### Given problem:
Render the material below as a two-column CSV with the headers "prompt" and "answer", one row per block of material, holding its text and its answer. Put each value in a single quoted field, replace line breaks with spaces, and leave the pictures out.

[Position identification records]

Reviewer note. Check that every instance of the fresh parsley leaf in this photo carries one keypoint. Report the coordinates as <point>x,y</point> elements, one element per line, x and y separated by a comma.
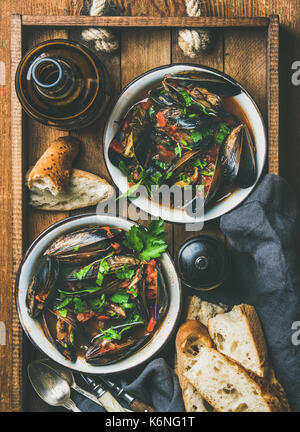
<point>82,272</point>
<point>132,291</point>
<point>63,313</point>
<point>63,304</point>
<point>186,97</point>
<point>87,290</point>
<point>125,272</point>
<point>133,240</point>
<point>80,305</point>
<point>149,242</point>
<point>119,298</point>
<point>131,190</point>
<point>97,304</point>
<point>223,133</point>
<point>178,150</point>
<point>162,165</point>
<point>154,251</point>
<point>156,178</point>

### Finished answer:
prompt,answer
"Reviewer note. Check that every instance of the fresh parsley leaf in this photo carries one keypoint. Report the coordinates as <point>x,y</point> elements, one element per line, x and y separated by a comma.","<point>82,272</point> <point>132,291</point> <point>63,313</point> <point>63,304</point> <point>186,97</point> <point>87,290</point> <point>125,272</point> <point>133,240</point> <point>80,305</point> <point>149,242</point> <point>119,298</point> <point>131,190</point> <point>97,304</point> <point>223,133</point> <point>178,150</point> <point>162,165</point> <point>154,251</point> <point>156,178</point>"